Rick’s thinking sits at the intersections of genomics and feminist, queer, and Indigenous science studies to trace how shifting conditions of power become molecular. As both a geneticist and a critical science scholar, Rick uses the concept of “molecular” not only to account for the conjoined histories of social, political, ecological, and genetic change over millennia – but also to track the ways in which normative genome science, as a technology of colonialism, has attempted to naturalize the colonial order and its epistemes.
Based on this history, Rick’s work seeks to take on the genome lab as a site of contestation to unsettle and reconfigure the power relations through which genomic knowledge gets made. In 2020, he founded the Critical Molecular Anthropology Lab at George Mason University – which provides infrastructures for lab members, collaborators, and community partners to do genomics out of our own critical knowledges of science and its history. He has co-created a variety of projects with Maya people in Belize, descendants of Indigenous peoples in New Mexico, and within his own community of multi-racial descendants of plantation workers in the Blackland Prairies of Texas. The shared goal of these projects is to hold to people and to place in a way that counters colonial mythologies and re-stories our histories and our health.
Rick has been involved with SING since 2014 when he served as a Teaching Assistant in the SING US workshop in Austin, Texas. He has been affiliated with the Indigenous STS Lab since the completion of his Ph.D. in 2017 and has served as a core founding faculty member of SING Canada since 2018.

□ □ □ □

• _Required work_
A) Reproduce everything in Rick's profile from "Rick has been" down to "Canada since 2018.".
B) Answer these questions using Rick's profile.
(i) In what year did Rick found the Critical Molecular Anthropology Lab at George Mason University?
(ii) In what city was the SING US workshop where Rick served as a Teaching Assistant?
(iii) Since what year has Rick been a core founding faculty member of SING Canada?

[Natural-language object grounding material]

□ □ □ □

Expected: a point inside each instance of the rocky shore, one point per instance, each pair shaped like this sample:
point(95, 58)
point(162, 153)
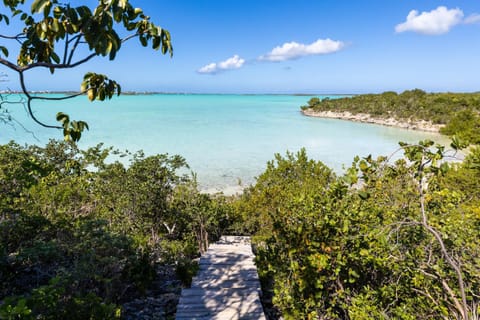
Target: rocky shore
point(421, 125)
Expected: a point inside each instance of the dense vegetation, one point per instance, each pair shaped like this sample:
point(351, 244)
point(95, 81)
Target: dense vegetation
point(459, 112)
point(79, 236)
point(384, 241)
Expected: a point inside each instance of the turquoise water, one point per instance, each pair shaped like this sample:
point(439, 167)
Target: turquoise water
point(226, 139)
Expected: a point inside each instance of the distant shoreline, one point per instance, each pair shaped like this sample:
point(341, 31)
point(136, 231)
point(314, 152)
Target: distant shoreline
point(191, 93)
point(420, 125)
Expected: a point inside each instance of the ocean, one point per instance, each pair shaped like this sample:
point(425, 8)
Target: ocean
point(226, 139)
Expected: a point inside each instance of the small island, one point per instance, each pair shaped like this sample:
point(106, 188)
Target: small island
point(447, 113)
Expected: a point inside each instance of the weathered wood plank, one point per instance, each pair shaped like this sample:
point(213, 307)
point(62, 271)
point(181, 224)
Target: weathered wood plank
point(227, 285)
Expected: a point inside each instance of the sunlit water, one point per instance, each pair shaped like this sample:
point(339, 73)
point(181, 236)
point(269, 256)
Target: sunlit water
point(226, 139)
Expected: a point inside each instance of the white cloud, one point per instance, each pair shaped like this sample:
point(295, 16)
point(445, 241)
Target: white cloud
point(234, 62)
point(294, 50)
point(435, 22)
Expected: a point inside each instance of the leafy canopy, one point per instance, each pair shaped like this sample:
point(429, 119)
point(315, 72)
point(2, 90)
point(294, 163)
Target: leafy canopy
point(54, 32)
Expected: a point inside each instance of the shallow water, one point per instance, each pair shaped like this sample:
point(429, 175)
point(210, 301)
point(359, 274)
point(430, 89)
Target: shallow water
point(226, 139)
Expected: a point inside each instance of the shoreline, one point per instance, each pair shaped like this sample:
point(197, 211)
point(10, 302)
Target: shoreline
point(421, 125)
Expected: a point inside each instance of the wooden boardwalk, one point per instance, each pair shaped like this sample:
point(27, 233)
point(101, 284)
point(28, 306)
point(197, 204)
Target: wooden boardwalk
point(227, 285)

□ □ □ □

• _Expected outputs_
A)
Rick has been involved with SING since 2014 when he served as a Teaching Assistant in the SING US workshop in Austin, Texas. He has been affiliated with the Indigenous STS Lab since the completion of his Ph.D. in 2017 and has served as a core founding faculty member of SING Canada since 2018.

B)
(i) 2020
(ii) Austin, Texas
(iii) 2018